------ Data rows ------

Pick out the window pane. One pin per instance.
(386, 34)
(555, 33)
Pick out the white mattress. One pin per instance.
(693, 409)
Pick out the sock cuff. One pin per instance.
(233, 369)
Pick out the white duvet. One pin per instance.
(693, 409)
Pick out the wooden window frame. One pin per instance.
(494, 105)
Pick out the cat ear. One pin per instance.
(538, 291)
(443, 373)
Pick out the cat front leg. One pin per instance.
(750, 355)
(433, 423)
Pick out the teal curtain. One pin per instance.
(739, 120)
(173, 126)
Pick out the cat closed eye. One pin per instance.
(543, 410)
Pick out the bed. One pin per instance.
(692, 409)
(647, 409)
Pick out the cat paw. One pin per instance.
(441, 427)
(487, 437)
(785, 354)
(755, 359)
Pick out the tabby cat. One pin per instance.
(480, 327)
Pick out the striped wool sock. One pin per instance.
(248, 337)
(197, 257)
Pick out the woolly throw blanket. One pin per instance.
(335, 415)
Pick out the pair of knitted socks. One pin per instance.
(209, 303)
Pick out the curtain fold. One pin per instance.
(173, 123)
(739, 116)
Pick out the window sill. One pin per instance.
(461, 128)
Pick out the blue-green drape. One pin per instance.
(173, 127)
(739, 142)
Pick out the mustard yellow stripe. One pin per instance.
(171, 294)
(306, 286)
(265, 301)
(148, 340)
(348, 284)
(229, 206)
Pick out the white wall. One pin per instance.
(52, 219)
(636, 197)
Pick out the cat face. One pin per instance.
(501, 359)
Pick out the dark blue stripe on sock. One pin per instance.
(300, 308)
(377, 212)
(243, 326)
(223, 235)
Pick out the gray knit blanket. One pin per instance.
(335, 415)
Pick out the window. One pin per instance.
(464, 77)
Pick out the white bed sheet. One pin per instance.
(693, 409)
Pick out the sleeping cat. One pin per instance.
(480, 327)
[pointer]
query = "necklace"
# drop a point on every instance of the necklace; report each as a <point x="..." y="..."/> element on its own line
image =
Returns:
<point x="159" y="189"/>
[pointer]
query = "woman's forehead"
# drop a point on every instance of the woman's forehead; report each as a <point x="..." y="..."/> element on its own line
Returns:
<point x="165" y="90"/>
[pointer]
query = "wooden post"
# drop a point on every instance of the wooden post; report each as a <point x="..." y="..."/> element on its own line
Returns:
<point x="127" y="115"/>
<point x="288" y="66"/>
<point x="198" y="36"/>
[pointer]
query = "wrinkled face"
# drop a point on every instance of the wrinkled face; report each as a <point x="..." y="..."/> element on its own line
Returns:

------

▶ _Request_
Transcribe the entire listing above precisely.

▶ _Final result_
Pick out the window pane. One pin per instance.
(386, 34)
(555, 33)
Pick out the white mattress. One pin per instance.
(693, 409)
Pick out the sock cuff. One pin per instance.
(233, 369)
Pick out the white duvet. One pin per instance.
(693, 409)
Pick out the wooden window frame. One pin per instance.
(494, 105)
Pick out the cat ear. One pin per instance.
(538, 291)
(443, 373)
Pick out the cat front leg. One pin per instance.
(750, 355)
(433, 423)
Pick out the teal curtain. One pin per instance.
(739, 120)
(173, 126)
Pick out the cat closed eye. One pin per instance.
(543, 410)
Pick out the bed. One pin per instance.
(692, 409)
(647, 409)
Pick out the cat paw. One pin per instance.
(441, 427)
(487, 437)
(785, 354)
(755, 359)
Pick out the tabby cat. One pin per instance.
(480, 327)
Pick out the striped wool sock. One pin per instance.
(248, 337)
(197, 257)
Pick out the woolly throw blanket. One pin per instance.
(335, 415)
Pick out the pair of knitted socks. One pin per instance.
(209, 303)
Pick out the curtain fold. One pin per instance.
(173, 123)
(739, 116)
Pick out the window sill. One pin per instance.
(461, 128)
Pick out the blue-green drape. One pin per instance.
(173, 127)
(739, 142)
Pick out the mustard yellow stripe. One pin per instance.
(171, 294)
(306, 286)
(265, 301)
(148, 340)
(348, 284)
(229, 206)
Pick out the white wall. One pin per instance.
(52, 219)
(636, 197)
Pick out the cat face. One pin per instance.
(501, 359)
Pick out the dark blue stripe on sock. One pin per instance.
(300, 308)
(377, 212)
(243, 326)
(223, 235)
Pick out the gray knit blanket. One pin per instance.
(335, 415)
Pick out the window. One pin per instance.
(464, 77)
Pick out the white bed sheet. One pin per instance.
(693, 409)
Pick out the sleeping cat. One pin per instance.
(480, 327)
[pointer]
query = "necklace"
# drop a point on every instance of the necklace; report each as a <point x="..." y="..."/> element on its own line
image =
Returns:
<point x="159" y="189"/>
[pointer]
query = "woman's forehead"
# drop a point on every instance of the woman's forehead; report each as a <point x="..." y="..."/> element on its own line
Returns:
<point x="165" y="90"/>
[pointer]
query = "wooden post"
# drop a point on every instance of the wooden post; report each as a <point x="..." y="..."/> element on its own line
Returns:
<point x="127" y="115"/>
<point x="288" y="66"/>
<point x="198" y="36"/>
[pointer]
query = "wrinkled face"
# drop a point on every instance of the wrinkled face; report each as a <point x="..." y="..."/> element on its own line
Returns:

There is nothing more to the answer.